### Challenges
1. Answer these questions about the committee transcript:
(a) According to Mr. Ó Foghlú, with whom does primary responsibility for proposing new frameworks rest?
(b) Who referred to issues where there might have been legislative lacunae?
(c) What did the HEA's independent process lead to?
2. Write the next part of the committee transcript, picking up after its last sentence.

### Passage provided
=-=-=-=-=

Should there be some system in place that would ring an alarm bell if there were breakdowns or breaches? Everyone is not perfect and there are always breakdowns and problems with individuals or institutions.
On powers to investigate in the future, does the legislation need to be strengthened through the Dáil or is it a matter for the Minister? Who has the power to give the HEA or another entity the power it needs to step in? Who is responsible? Is it the Minister of the Government of the day, or is it us as legislators?
Mr. Seán Ó Foghlú:
Yes, the Oireachtas is responsible for the overall framework, but it is not its responsibility to come up with new frameworks for every part of the public sector. It is the responsibility of the Minister to propose them to the Oireachtas. It can come up with proposals, but primary responsibility rests with the Minister.
My last question is about the relationship between the Department and the HEA. Does Mr. Ó Foghlú think it is good, with there being no conflict and with transparency and accountability between the two? Is there a good working relationship?
Mr. Seán Ó Foghlú:
I think there is a good working relationship. We have achieved a lot together. Dr. Love referred to issues where there might have been legislative lacunae. We are seeking to address them. It is not that the HEA and the Department have been arguing. I can think of quite a number of aspects that have been advanced significantly in recent years through co-operation between the HEA and the Department.
A very good example of that is the technological universities and the Dublin Technological University. When the legislation was passed the HEA went out of its way to ensure that an independent process would be put in place very quickly while the Minister of State in the Department is encouraging all of the institutions to come together, appropriately, to serve these and to establish technological universities. The HEA has to be independent in its role. It undertook its role independently and speedily and that led to the designation of the first technological university. That is just one example of good co-operation and reflecting respective roles.

=-=-=-=-=

### Data section
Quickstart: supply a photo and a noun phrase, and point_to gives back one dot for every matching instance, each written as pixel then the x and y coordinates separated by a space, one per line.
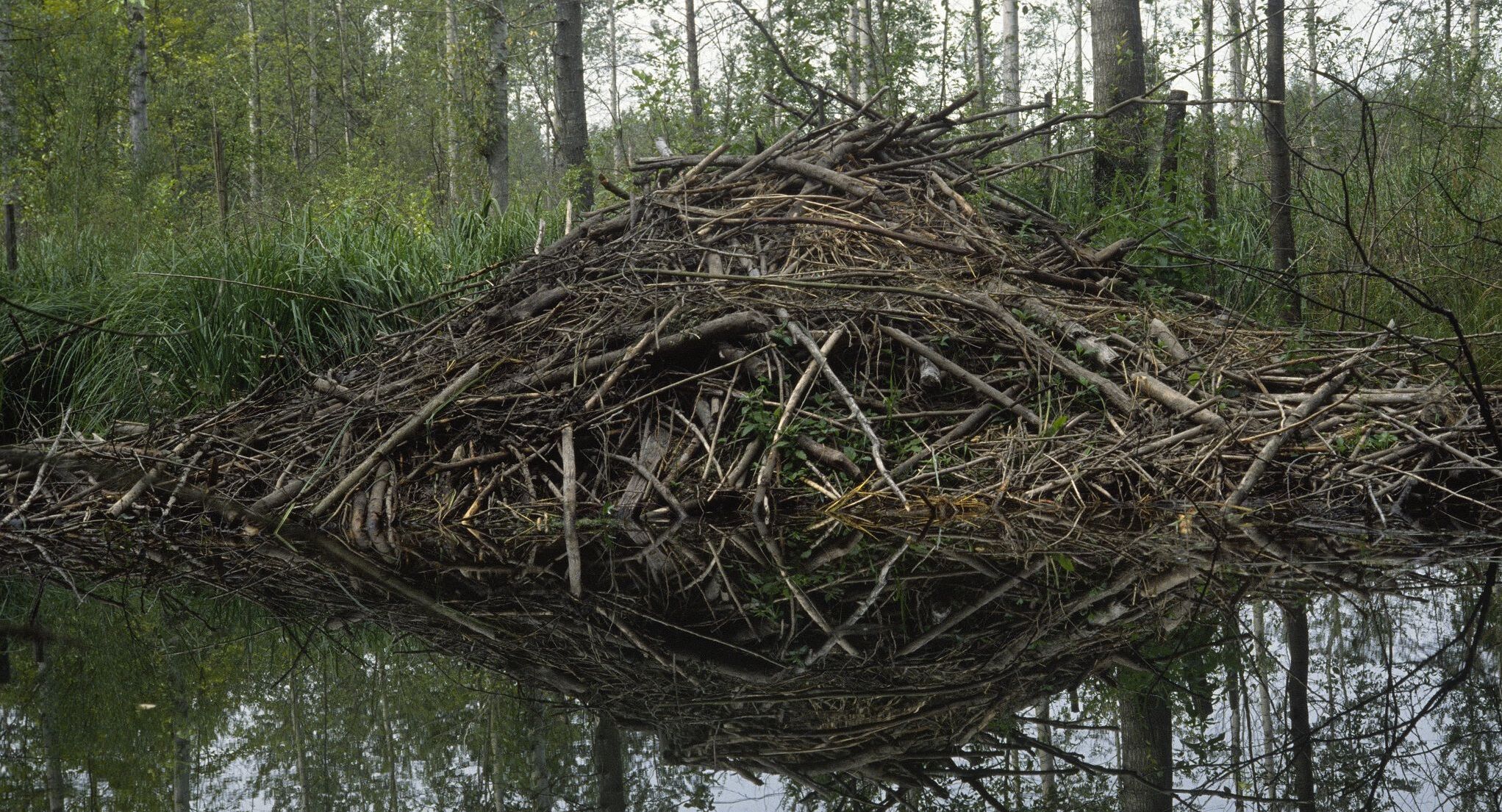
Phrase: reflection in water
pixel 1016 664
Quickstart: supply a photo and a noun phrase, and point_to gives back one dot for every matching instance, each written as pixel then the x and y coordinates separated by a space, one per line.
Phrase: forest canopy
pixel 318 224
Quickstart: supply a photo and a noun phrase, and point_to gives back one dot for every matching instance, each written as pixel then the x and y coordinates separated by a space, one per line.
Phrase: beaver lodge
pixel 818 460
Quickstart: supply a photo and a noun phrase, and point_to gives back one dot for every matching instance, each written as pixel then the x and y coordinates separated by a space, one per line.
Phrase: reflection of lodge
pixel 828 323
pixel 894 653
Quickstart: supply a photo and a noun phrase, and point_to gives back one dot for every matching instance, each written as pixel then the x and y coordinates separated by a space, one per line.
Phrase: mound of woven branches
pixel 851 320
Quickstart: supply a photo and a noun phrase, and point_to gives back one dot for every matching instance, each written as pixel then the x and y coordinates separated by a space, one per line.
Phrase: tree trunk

=-=-=-=-=

### The responses
1.
(a) The Minister.
(b) Dr. Love.
(c) The designation of the first technological university.

2.
Dr. Graham Love:
In the main, those are the key things that have caused the issues we have been through at length here today. We need legislation that clarifies who does what. We also need to strengthen governance in the institutions because I do not think it is the role of the HEA or the Department to step into every situation and sort it out. There has be a self-learning and self-correcting capacity, and it is there in quite a number of institutions but it needs to be spread further.
Can I make another general comment?
Dr. Graham Love:
I am mindful that this is a public session, etc. While there is more to this Act, which was produced in 1971, the key functions are set out on five short lines. There was a time when there were about 25,000 students in the system, or maybe 30,000. There are 250,000 students in our system at the moment.
Dr. Graham Love:
Our third level system had done a fantastic job. In addition to our tax, talent is one of the reasons we are where we are and it is really important that we treasure this. It is also a reason to get the governance right but I do not want that message being lost in here. There are 250,000 students and nearly 20,000 staff across 24 institutions. In terms of the level of funding, by international standards we are pretty efficient in producing approximately 45,000 graduates every year. It is really important to make that intervention and get that on the record here. This is one of our good products as a nation.
I want to deal almost exclusively with the Waterford issues. I wanted to expand on them earlier but I had to deal with other issues.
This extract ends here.